Thomas succeeds the esteemed jazz educator Ronald Carter, who is retiring after 20 years at NIU.
Thomas comes to NIU from the Michigan State University College of Music, where he has served as professor of jazz piano.
Prior to his position at MSU, he was professor of jazz studies at Southern Illinois University-Edwardsville and was SIUE’s director of Black Studies. He earned his master’s degree in music education from SIUE and a bachelor’s in music education from Western Illinois University.
He has performed internationally in Canada, Italy, Poland, Senegal and England, and his recordings include work with Clay Jenkins, Kim Richmond, Clark Terry and Mike Vax, as well as recordings as a leader and with his jazz vocalist wife, Mardra.
Thomas is co-author with Wynton Marsalis and others on the important jazz teachers’ resource, “Teaching Music through Performance in Jazz” (GIA Publications). He is also a consultant/clinician for Jazz at Lincoln Center for the past decade, working with the Essentially Ellington program and the Band Director Academy.
Most recently, he presented “Creating Music Through Improvisation” at the Carnegie Hall Music Educator’s Workshop (NY). He remains an active clinician/adjudicator at colleges throughout the country and at conventions of the International Association for Jazz Educators (IAJE) and its successor, the Jazz Education Network (JEN).
NIU’s “search committee did a terrific job evaluating a competitive pool of candidates,” said Paul Bauer, director of the School of Music.

Data excerpts
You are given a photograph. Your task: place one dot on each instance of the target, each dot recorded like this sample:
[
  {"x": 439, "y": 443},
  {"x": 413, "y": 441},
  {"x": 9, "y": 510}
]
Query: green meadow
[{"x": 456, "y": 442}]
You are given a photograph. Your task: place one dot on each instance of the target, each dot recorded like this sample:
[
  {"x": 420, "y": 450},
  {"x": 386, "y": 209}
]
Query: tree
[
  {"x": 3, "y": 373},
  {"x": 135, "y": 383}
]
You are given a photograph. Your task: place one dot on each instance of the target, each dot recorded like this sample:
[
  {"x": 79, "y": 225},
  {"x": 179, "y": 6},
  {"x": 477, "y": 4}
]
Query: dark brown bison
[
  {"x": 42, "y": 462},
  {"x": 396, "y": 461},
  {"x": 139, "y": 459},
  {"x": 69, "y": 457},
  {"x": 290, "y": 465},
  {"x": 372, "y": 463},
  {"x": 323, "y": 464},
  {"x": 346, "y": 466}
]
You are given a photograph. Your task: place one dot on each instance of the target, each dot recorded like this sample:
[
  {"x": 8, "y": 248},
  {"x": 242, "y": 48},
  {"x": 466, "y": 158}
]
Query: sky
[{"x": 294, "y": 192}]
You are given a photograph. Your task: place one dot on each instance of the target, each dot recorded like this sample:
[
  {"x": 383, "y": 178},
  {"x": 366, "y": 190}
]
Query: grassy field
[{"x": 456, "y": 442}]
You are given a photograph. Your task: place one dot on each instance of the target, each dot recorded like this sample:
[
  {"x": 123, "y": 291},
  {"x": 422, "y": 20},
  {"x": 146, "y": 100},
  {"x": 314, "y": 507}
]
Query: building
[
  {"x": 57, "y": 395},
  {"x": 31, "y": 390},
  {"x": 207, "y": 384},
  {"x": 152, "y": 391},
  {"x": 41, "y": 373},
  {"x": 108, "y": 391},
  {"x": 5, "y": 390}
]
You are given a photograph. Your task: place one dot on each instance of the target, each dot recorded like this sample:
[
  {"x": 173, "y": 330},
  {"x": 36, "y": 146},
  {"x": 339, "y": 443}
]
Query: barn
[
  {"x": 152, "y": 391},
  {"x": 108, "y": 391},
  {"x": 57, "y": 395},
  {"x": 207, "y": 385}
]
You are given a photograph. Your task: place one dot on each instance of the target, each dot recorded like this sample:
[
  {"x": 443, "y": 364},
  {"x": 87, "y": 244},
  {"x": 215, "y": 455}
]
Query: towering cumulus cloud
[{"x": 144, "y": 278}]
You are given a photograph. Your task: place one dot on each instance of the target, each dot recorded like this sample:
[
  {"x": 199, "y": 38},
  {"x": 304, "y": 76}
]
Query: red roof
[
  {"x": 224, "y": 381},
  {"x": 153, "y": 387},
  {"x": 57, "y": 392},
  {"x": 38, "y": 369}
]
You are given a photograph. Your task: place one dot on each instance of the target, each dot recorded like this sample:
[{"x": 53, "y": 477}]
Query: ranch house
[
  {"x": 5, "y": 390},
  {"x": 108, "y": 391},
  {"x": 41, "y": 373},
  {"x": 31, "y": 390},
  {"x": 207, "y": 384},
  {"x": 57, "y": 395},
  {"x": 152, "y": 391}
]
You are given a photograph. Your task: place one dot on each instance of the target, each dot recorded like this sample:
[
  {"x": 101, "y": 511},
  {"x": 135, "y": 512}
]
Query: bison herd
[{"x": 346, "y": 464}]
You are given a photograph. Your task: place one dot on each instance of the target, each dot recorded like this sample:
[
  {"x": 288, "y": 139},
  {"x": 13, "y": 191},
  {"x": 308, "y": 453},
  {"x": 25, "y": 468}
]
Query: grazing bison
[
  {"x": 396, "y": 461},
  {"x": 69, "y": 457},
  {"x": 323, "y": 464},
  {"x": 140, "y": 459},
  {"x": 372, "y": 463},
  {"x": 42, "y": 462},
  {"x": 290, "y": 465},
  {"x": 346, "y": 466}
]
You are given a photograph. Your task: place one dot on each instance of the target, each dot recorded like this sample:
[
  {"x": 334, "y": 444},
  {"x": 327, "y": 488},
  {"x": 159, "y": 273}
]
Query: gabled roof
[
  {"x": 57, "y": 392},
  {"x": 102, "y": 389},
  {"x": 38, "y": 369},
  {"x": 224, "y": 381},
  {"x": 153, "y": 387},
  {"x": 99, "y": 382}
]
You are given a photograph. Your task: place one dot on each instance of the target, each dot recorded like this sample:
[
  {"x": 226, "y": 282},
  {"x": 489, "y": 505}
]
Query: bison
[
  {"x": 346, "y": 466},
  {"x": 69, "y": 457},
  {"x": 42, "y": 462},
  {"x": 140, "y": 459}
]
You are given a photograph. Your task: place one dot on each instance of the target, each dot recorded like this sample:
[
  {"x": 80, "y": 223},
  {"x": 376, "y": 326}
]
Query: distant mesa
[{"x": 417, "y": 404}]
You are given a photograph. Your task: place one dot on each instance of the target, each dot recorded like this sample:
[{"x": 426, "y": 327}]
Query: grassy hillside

- QUESTIONS ON THE MATERIAL:
A) According to the article on Thomas's appointment, from which university did Thomas receive his bachelor's degree?
B) Please carry on the article on Thomas's appointment from its last sentence.
The data excerpts have no role here.

- RESULTS:
A) Western Illinois University.

B)
“College of Visual and Performing Arts Dean Richard Holly and I agree with the students and the search committee that Reggie Thomas was the clear choice to serve as a teacher, colleague and leader of the NIU Jazz Studies program on its continuing upward trajectory.”
Janet Hathaway, assistant director of the School of Music and chair of the search committee comprised of jazz faculty, said observed that Thomas’ strong artistic vision was evident in his interaction with NIU students during the interview.
Meanwhile, she said, his approach to developing students as “scholar-performers” was aptly demonstrated, effectively engaging students in the classroom and rehearsal room.
“A successful program will be based upon the guiding principles of tradition, a standard of excellence, a discipline worthy of scholarly pursuit and production of art that contributes to and builds community,” Thomas said. “I am excited to get started!”